# Extract provided:
%%

Naming and honoring what has been lost can be a powerful tool. Along with enduring personal losses, our communal relationship to time and space has been altered since the pandemic, as has our physical relationship to each other and to the sensory world. Many of our most important and sustaining rituals have disappeared or been put on hold. Linked to the loss of ritual is a loss of our sense of a meaningful existence, a felt disorientation, rootlessness, restlessness, even despair. Some anthropologists suggest the instinct for ritual is hardwired in our brains and point to evidence of prehistoric rituals honoring the dead in the caves of Europe and on other continents.
Nations have rituals. Think of the Pledge of Allegiance and fireworks on the Fourth of July. Religions, ethnic groups, local communities, kinship clans all engage in rituals that elevate and mark important aspects of life. Our most common rituals—weddings, funerals, birth rites, birthdays, communions, bar mitzvahs, fasting, or serving special holiday foods—are so commonplace, we rarely think of them as rituals with roots in primeval times, but their dismemberment during COVID has made us aware of their importance to our well-being.
This experience of loss is likely to continue into the new year. How can we creatively interact with this formidable challenge? One way is to become aware of the rituals that have vanished or changed in your own life, starting with the actions and ritual observances with which you begin your day. Ask yourself: What new patterns do I see emerging since sheltering in place? Do I sleep later than I did pre-COVID? Do I stay in pajamas and a robe all day? Do I have the same morning hygiene habits? What about breakfast? Do I eat the same breakfast at the same time and in the same way as I did before COVID? If not, what has changed?

%%

# Data extracts:
%%

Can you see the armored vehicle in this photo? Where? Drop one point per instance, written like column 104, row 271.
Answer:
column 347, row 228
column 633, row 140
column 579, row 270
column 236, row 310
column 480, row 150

%%

# Try it:
Continue the piece on lost rituals since the pandemic, starting after its last sentence.

# Written response:
Have I stopped “dressing” for different occasions because they are occurring online? Before COVID, we often marked transitional time, that is, the time between a change of action—work and home, home and leisure play—by a change of clothes or a change in our tempo. How are you marking transitional time now? Get curious about the different events in your day. What rituals might you put in place to create a sense of order and differentiation between events? Some suggestions include lighting a candle before you speak to an important relative or person; step outside between work-related meetings, breathe deeply and gaze briefly at the sky; say a positive mantra or prayer blessing at the beginning and ending of each day; use different rooms, if possible, for different work-related dates; place a wishing stone or a piece of paper with a wish on it into a bowl for each day COVID is still around; look into your own eyes in a mirror for five minutes, a practice that can be as deeply centering as it is soulful.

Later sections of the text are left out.